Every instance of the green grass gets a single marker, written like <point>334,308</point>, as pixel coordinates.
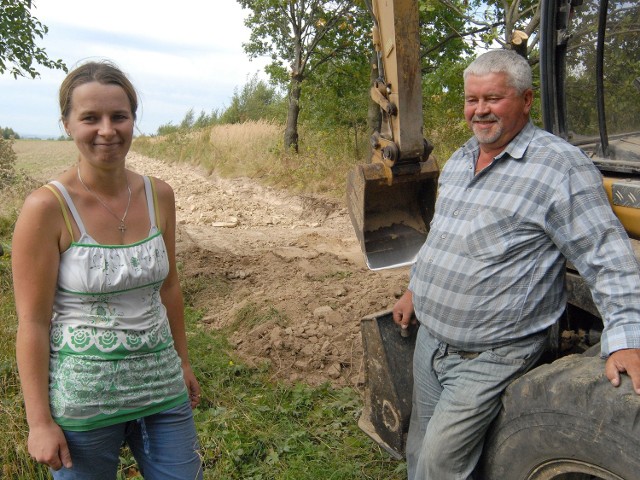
<point>249,426</point>
<point>44,159</point>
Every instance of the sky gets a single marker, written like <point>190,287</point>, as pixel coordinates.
<point>179,55</point>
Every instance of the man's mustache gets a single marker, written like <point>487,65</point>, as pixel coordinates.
<point>485,118</point>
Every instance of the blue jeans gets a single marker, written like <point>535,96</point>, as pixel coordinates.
<point>456,396</point>
<point>165,445</point>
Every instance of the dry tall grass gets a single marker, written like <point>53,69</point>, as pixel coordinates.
<point>255,149</point>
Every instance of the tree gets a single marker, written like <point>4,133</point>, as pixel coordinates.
<point>255,101</point>
<point>9,133</point>
<point>494,21</point>
<point>300,36</point>
<point>18,31</point>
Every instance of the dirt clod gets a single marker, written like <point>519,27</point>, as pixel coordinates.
<point>293,259</point>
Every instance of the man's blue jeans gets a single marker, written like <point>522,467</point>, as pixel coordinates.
<point>456,396</point>
<point>165,445</point>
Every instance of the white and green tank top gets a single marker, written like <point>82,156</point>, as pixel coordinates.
<point>111,351</point>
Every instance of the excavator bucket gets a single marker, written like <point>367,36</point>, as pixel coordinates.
<point>388,382</point>
<point>391,219</point>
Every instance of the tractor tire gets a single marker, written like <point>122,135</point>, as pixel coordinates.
<point>565,421</point>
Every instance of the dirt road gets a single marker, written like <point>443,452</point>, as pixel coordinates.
<point>293,260</point>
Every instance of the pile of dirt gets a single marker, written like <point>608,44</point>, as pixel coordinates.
<point>290,259</point>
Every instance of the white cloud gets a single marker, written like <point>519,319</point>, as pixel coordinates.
<point>179,55</point>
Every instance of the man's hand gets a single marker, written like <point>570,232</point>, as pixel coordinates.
<point>624,361</point>
<point>403,310</point>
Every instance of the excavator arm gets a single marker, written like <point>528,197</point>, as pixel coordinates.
<point>390,200</point>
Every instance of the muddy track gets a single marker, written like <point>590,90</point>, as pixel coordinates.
<point>293,259</point>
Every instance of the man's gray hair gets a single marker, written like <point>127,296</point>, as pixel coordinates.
<point>503,61</point>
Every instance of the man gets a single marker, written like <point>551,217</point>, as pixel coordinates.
<point>513,202</point>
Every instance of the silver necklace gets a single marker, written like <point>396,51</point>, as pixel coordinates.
<point>122,226</point>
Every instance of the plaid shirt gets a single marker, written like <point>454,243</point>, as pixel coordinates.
<point>492,269</point>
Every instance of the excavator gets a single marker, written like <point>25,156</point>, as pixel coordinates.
<point>562,420</point>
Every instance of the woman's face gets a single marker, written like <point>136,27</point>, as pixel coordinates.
<point>101,123</point>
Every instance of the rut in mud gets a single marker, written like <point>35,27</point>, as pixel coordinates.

Task requirements: With the pictures dropped, give every entry above again exactly.

Answer box:
Every instance of the green grass gets a single marker, written like <point>334,308</point>, as pixel coordinates.
<point>249,426</point>
<point>44,159</point>
Every instance of the sky gets a single marker, written like <point>190,287</point>, as pixel coordinates.
<point>179,55</point>
Every instance of the man's mustache gets a single marker, written like <point>487,65</point>, as pixel coordinates.
<point>485,118</point>
Every instance of the blue jeans gets a single marker, written like <point>535,96</point>, as pixel coordinates.
<point>456,396</point>
<point>165,445</point>
Every instance of the dry tall grass gets a single marker, written like <point>53,69</point>, as pixel coordinates.
<point>255,149</point>
Every instance of the tree gets a single marker, written like <point>4,133</point>, as pixel coordinates.
<point>255,101</point>
<point>9,133</point>
<point>494,21</point>
<point>300,36</point>
<point>18,31</point>
Every instance of the dirt clod gets a single marker, written like <point>519,27</point>, as pixel coordinates.
<point>293,259</point>
Every instance of the man's blue jeans gets a single marker, written like <point>522,467</point>, as pixel coordinates.
<point>456,396</point>
<point>165,445</point>
Every instance of the white and green tank top gets a single marker, written like <point>82,156</point>, as pixel coordinates.
<point>111,351</point>
Every instance of the excavator bucket gets a single marker, written like <point>367,36</point>, as pixel coordinates.
<point>388,382</point>
<point>391,219</point>
Every instance of the tractor tire gets a single marker, written like <point>122,135</point>, as pixel coordinates.
<point>565,421</point>
Every instance of the dirt road gets a single marker, written like <point>443,452</point>, as pixel coordinates.
<point>293,260</point>
Every instance of the pile of dirt gets a single marker, written like <point>608,44</point>, as pixel coordinates.
<point>290,259</point>
Every instance of the white cloud gets a single marker, written like <point>519,319</point>, as pixel coordinates.
<point>179,55</point>
Every instance of the man's hand gets a single marker, written like <point>570,232</point>, as pixel coordinates.
<point>624,361</point>
<point>403,310</point>
Every instance of the excavator arm gets a single marker, written like <point>528,197</point>, as pixel coordinates.
<point>390,200</point>
Every instance of the muddy track gets a single marker, written like <point>590,90</point>, as pixel coordinates.
<point>293,259</point>
Every instance of the man's gray hair gets a single marker, written like <point>127,296</point>, as pixel coordinates.
<point>503,61</point>
Every instance of the man gets a single marker, written like <point>551,217</point>, as pixel coordinates.
<point>513,202</point>
Every instance of the silver necklace gets a single marker, written like <point>396,51</point>, as pixel coordinates.
<point>122,226</point>
Every instance of the plaid shirt gets a single marker, written like <point>454,243</point>, as pixel coordinates.
<point>492,269</point>
Every instance of the excavator gets a single marker, written like <point>25,156</point>, as pixel coordinates.
<point>562,420</point>
Every instance of the woman's face gets a single marker, written like <point>136,27</point>, as pixel coordinates.
<point>101,123</point>
Every instance of the rut in mud gets a single marker, written like <point>35,27</point>, as pixel coordinates.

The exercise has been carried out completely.